**TASK OBJECTIVE**
Output the full listing below exactly, without the pictures.
________________________________________
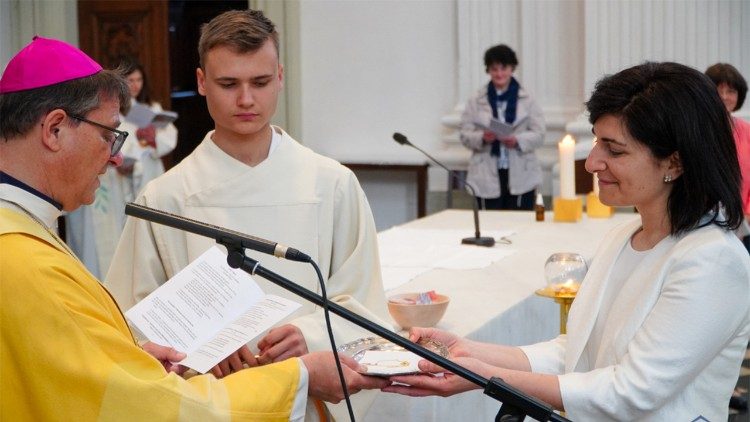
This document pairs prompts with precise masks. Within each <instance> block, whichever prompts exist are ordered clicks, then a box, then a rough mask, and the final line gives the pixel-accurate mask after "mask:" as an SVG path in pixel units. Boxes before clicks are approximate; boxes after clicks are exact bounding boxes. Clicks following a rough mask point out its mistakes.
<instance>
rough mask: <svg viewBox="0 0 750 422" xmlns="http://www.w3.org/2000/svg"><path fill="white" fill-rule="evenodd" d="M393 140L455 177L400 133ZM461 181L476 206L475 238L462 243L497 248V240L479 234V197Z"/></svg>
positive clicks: (437, 162) (468, 184) (431, 157)
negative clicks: (462, 182)
mask: <svg viewBox="0 0 750 422" xmlns="http://www.w3.org/2000/svg"><path fill="white" fill-rule="evenodd" d="M393 139H394V140H395V141H396V142H398V143H399V144H401V145H407V146H410V147H412V148H414V149H416V150H417V151H419V152H421V153H422V154H424V155H425V156H426V157H427V158H429V159H430V160H431V161H432V162H434V163H435V164H437V165H439V166H440V167H442V168H444V169H445V170H446V171H447V172H448V174H450V175H453V172H452V171H451V169H449V168H448V167H446V166H444V165H443V163H441V162H440V161H438V160H436V159H435V158H433V157H432V156H431V155H430V154H428V153H427V152H426V151H424V150H423V149H422V148H419V147H418V146H416V145H414V144H412V143H411V142H410V141H409V140H408V139H406V136H404V135H401V134H400V133H394V134H393ZM453 177H456V178H458V176H456V175H453ZM461 179H462V180H461V181H462V182H463V184H464V186H466V187H467V188H469V190H470V191H471V196H472V197H473V198H472V200H471V202H472V204H473V205H474V207H473V210H474V237H467V238H464V239H462V240H461V243H462V244H464V245H476V246H486V247H492V246H495V238H494V237H488V236H486V237H482V236H481V235H480V233H479V207H478V205H477V200H476V198H477V195H476V192H475V191H474V187H472V186H471V185H470V184H469V183H468V182H467V181H466V180H463V178H461Z"/></svg>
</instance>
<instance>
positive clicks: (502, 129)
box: [474, 116, 527, 138]
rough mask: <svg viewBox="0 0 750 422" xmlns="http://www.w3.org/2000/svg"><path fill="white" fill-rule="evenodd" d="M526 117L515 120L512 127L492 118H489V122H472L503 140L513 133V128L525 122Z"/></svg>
mask: <svg viewBox="0 0 750 422" xmlns="http://www.w3.org/2000/svg"><path fill="white" fill-rule="evenodd" d="M526 119H527V117H526V116H524V118H522V119H517V120H516V121H515V122H513V124H512V125H509V124H507V123H505V122H503V121H500V120H498V119H496V118H494V117H490V120H489V121H482V122H480V121H476V122H474V124H475V125H477V126H479V127H480V128H482V129H484V130H488V131H490V132H492V133H494V134H495V136H497V137H498V138H503V137H505V136H509V135H512V134H513V131H514V130H515V128H517V127H518V126H520V125H521V124H523V123H524V122H525V121H526Z"/></svg>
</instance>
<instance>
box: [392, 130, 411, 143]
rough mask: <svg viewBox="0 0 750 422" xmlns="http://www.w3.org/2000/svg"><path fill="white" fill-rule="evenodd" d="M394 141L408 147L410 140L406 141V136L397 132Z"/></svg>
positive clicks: (393, 136) (395, 133)
mask: <svg viewBox="0 0 750 422" xmlns="http://www.w3.org/2000/svg"><path fill="white" fill-rule="evenodd" d="M393 140H394V141H396V142H398V143H399V144H401V145H406V144H408V143H409V140H408V139H406V136H404V135H402V134H400V133H398V132H396V133H394V134H393Z"/></svg>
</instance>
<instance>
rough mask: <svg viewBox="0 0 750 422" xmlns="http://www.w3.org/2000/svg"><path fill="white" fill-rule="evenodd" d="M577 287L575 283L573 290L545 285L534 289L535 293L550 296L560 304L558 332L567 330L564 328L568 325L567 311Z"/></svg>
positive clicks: (570, 304) (571, 303)
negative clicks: (558, 327)
mask: <svg viewBox="0 0 750 422" xmlns="http://www.w3.org/2000/svg"><path fill="white" fill-rule="evenodd" d="M577 287H578V286H577V285H576V289H575V290H572V289H562V290H561V289H555V288H554V287H552V286H547V287H545V288H543V289H539V290H537V291H536V294H537V295H539V296H544V297H549V298H552V299H554V301H555V302H556V303H558V304H559V305H560V334H566V333H567V331H568V330H567V328H566V327H567V325H568V313H569V312H570V306H571V305H572V304H573V299H575V298H576V293H578V289H577Z"/></svg>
________________________________________
**TASK ANSWER**
This document pairs prompts with precise masks. Within each <instance> block, whichever prompts exist are ordered clicks, then a box, then a rough mask, and the final line gives the pixel-accurate mask after "mask:" as an SVG path in pixel units. Boxes before clicks are approximate; boxes after clicks are exact bounding boxes. Clicks following a rough mask point out its mistakes.
<instance>
rough mask: <svg viewBox="0 0 750 422" xmlns="http://www.w3.org/2000/svg"><path fill="white" fill-rule="evenodd" d="M393 140L455 177L400 133ZM461 181L476 206L475 238L462 243L497 248V240L479 234V197Z"/></svg>
positive clicks: (437, 162) (468, 184) (431, 157)
negative clicks: (462, 182)
mask: <svg viewBox="0 0 750 422" xmlns="http://www.w3.org/2000/svg"><path fill="white" fill-rule="evenodd" d="M393 139H394V140H395V141H396V142H398V143H399V144H401V145H407V146H410V147H412V148H414V149H416V150H417V151H419V152H421V153H422V154H424V155H425V156H426V157H427V158H429V159H430V160H431V161H432V162H434V163H435V164H437V165H439V166H440V167H442V168H444V169H445V170H446V171H447V172H448V174H450V175H453V172H452V171H451V169H449V168H448V167H446V166H444V165H443V163H441V162H440V161H438V160H436V159H435V158H433V157H432V156H431V155H430V154H428V153H427V152H426V151H424V150H423V149H422V148H419V147H418V146H416V145H414V144H412V143H411V142H410V141H409V140H408V139H406V136H404V135H401V134H400V133H394V134H393ZM453 177H456V178H458V176H456V175H453ZM461 179H462V180H461V181H462V182H463V184H464V186H466V187H467V188H469V190H470V191H471V196H472V197H473V198H472V200H471V202H472V204H473V205H474V207H473V210H474V237H467V238H464V239H462V240H461V243H462V244H464V245H476V246H486V247H492V246H495V238H494V237H488V236H486V237H482V236H481V235H480V233H479V207H478V205H477V200H476V198H477V195H476V192H475V191H474V187H472V186H471V185H470V184H469V183H468V182H467V181H466V180H463V178H461Z"/></svg>
</instance>
<instance>
positive clicks: (502, 129)
box: [474, 116, 527, 138]
rough mask: <svg viewBox="0 0 750 422" xmlns="http://www.w3.org/2000/svg"><path fill="white" fill-rule="evenodd" d="M526 117L515 120L512 127L492 118H489V122H472L503 140L513 133V128L525 122Z"/></svg>
mask: <svg viewBox="0 0 750 422" xmlns="http://www.w3.org/2000/svg"><path fill="white" fill-rule="evenodd" d="M526 119H527V117H526V116H524V118H522V119H517V120H516V121H515V122H513V124H512V125H509V124H507V123H505V122H503V121H500V120H498V119H496V118H494V117H490V120H489V121H482V122H480V121H476V122H474V124H475V125H477V126H479V127H480V128H482V129H484V130H488V131H490V132H492V133H494V134H495V136H497V137H498V138H503V137H505V136H509V135H512V134H513V131H514V130H515V128H517V127H518V126H520V125H521V124H523V123H524V122H525V121H526Z"/></svg>
</instance>
<instance>
box: [392, 130, 411, 143]
rough mask: <svg viewBox="0 0 750 422" xmlns="http://www.w3.org/2000/svg"><path fill="white" fill-rule="evenodd" d="M394 141L408 147L410 140L406 141V136L397 132Z"/></svg>
positive clicks: (393, 136) (395, 133)
mask: <svg viewBox="0 0 750 422" xmlns="http://www.w3.org/2000/svg"><path fill="white" fill-rule="evenodd" d="M393 140H394V141H396V142H398V143H399V144H401V145H406V144H408V143H409V140H408V139H406V136H404V135H402V134H400V133H398V132H396V133H394V134H393Z"/></svg>
</instance>
<instance>
rough mask: <svg viewBox="0 0 750 422" xmlns="http://www.w3.org/2000/svg"><path fill="white" fill-rule="evenodd" d="M577 287L575 283L573 290L545 285L534 289L535 293L550 296L560 304L558 332L567 330L564 328L568 325L567 311Z"/></svg>
positive clicks: (570, 304) (571, 303)
negative clicks: (558, 327)
mask: <svg viewBox="0 0 750 422" xmlns="http://www.w3.org/2000/svg"><path fill="white" fill-rule="evenodd" d="M577 287H578V286H577V285H576V289H575V290H572V289H562V290H561V289H555V288H554V287H552V286H547V287H545V288H543V289H539V290H537V291H536V294H537V295H539V296H544V297H549V298H552V299H554V301H555V302H556V303H558V304H559V305H560V334H566V333H567V331H568V330H567V328H566V327H567V325H568V313H569V312H570V306H571V305H572V304H573V299H575V298H576V293H578V289H577Z"/></svg>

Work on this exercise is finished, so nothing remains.